**** 頁面 ****

部分匹配:match、search、fullmatch、finditer都支持部分匹配,使用partial關鍵字參數設置。匹配對象有一個pattial參數,當部分匹配時返回True,完全匹配時返回False

 

>>> regex.search(r'\d{4}', '12', partial=True)
       <regex.Match object; span=(0, 2), match='12', partial=True>
>>> regex.search(r'\d{4}', '123', partial=True)
       <regex.Match object; span=(0, 3), match='123', partial=True>
>>> regex.search(r'\d{4}', '1234', partial=True)
       <regex.Match object; span=(0, 4), match='1234'>    完全匹配:沒有partial
>>> regex.search(r'\d{4}', '12345', partial=True)
      <regex.Match object; span=(0, 4), match='1234'>
>>> regex.search(r'\d{4}', '12345', partial=True).partial     完全匹配
       False
>>> regex.search(r'\d{4}', '145', partial=True).partial        部分匹配
      True
>>> regex.search(r'\d{4}', '1245', partial=True).partial      完全匹配
      False

capturesdict()

groupdict()

captures()

capturesdict() 是 groupdict() 和 captures()的結合:

groupdict():返回一個字典,key = 組名,value = 匹配的最後一個值 

captures():返回一個所有匹配值的列表

capturesdict():返回一個字典,key = 組名,value = 所有匹配值的列表

 

>>> m = regex.match(r"(?:(?P<word>\w+) (?P<digits>\d+)\n)+", "one 1\ntwo 2\nthree 3\n")
>>> m.groupdict()
{'word': 'three', 'digits': '3'}
>>> m.captures("word")
['one', 'two', 'three']
>>> m.captures("digits")
['1', '2', '3']
>>> m.capturesdict()
{'word': ['one', 'two', 'three'], 'digits': ['1', '2', '3']} 

(?P<name>)

允許組名重複

允許組名重複,後面的捕獲覆蓋前面的捕獲
可選組:
>>> # Both groups capture, the second capture 'overwriting' the first.

****

**題目 1**. 在這份 regex 模組說明中,capturesdict() 返回的字典以什麼作為 value?
**題目 2**. 請接著這份 regex 模組說明的最後一行往下寫。

**** 資料部分 ****

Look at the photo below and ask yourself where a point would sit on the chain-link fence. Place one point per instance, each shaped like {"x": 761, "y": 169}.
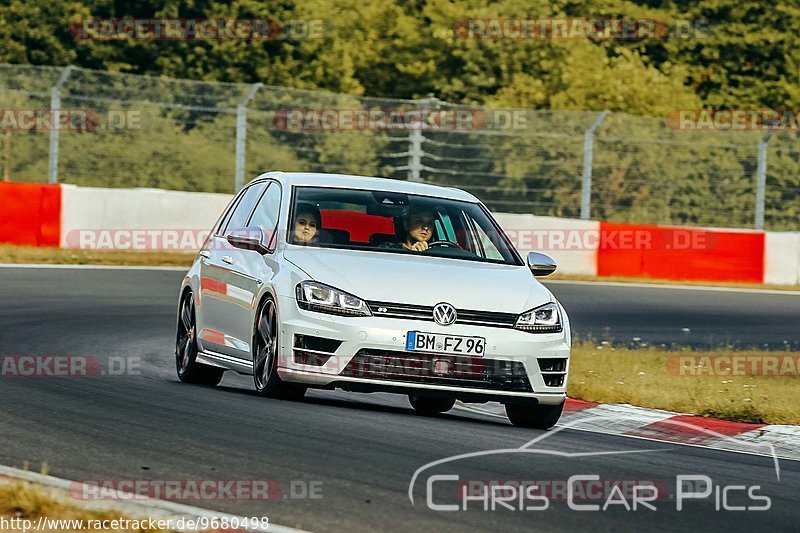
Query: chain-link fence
{"x": 121, "y": 130}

****

**練習結果 1**. 以所有匹配值的列表作為 value。

**練習結果 2**.
>>> m = regex.match(r"(?P<item>\w+)? or (?P<item>\w+)?", "first or second")
>>> m.group("item")   'second'
>>> m.captures("item")   ['first', 'second']

>>> m = regex.match(r"(?P<item>\w+)? or (?P<item>\w+)?", " or second")
>>> m.group("item")     'second'
>>> m.captures("item")   ['second']

>>> m = regex.match(r"(?P<item>\w+)? or (?P<item>\w+)?", "first or ")
>>> m.group("item")     'first'
>>> m.captures("item")   ['first']

 

強制性組:
>>> m = regex.match(r"(?P<item>\w*) or (?P<item>\w*)?", "first or second")
>>> m.group("item")    'second'
>>> m.captures("item")  ['first', 'second']

>>> m = regex.match(r"(?P<item>\w*) or (?P<item>\w*)", " or second")
>>> m.group("item")     'second'
>>> m.captures("item")   ['', 'second']

>>> m = regex.match(r"(?P<item>\w*) or (?P<item>\w*)", "first or ")
>>> m.group("item")        ''
>>> m.captures("item")     ['first', '']

 

detach_string

匹配對象通過其string屬性,對所搜索字符串進行引用。detach_string方法將“分離”該字符串,使其可用於垃圾回收,如果該字符串很大,則可能節省寶貴的內存。

>>> m = regex.search(r"\w+", "Hello world")
>>> print(m.group())
Hello
>>> print(m.string)
Hello world
>>> m.detach_string()
>>> print(m.group())
Hello
>>> print(m.string)
None

(?0)、(?1)、(?2)

 

(?R)或(?0)嘗試遞歸匹配整個正則表達式。
(?1)、(?2)等,嘗試匹配相關的捕獲組,第1組、第2組。(Tarzan|Jane) loves (?1) == (Tarzan|Jane) loves (?:Tarzan|Jane)
(?&name)嘗試匹配命名的捕獲組。

>>> regex.match(r"(Tarzan|Jane) loves (?1)", "Tarzan loves Jane").groups()
('Tarzan',)
>>> regex.match(r"(Tarzan|Jane) loves (?1)", "Jane loves Tarzan").groups()
('Jane',)

>>> m = regex.search(r"(\w)(?:(?R)|(\w?))\1", "kayak")
>>> m.group(0, 1, 2)
('kayak', 'k', None)

模糊匹配

三種類型錯誤:

  • 插入: “i”
  • 刪除:“d”
  • 替換:“s”
  • 任何類型錯誤:“e”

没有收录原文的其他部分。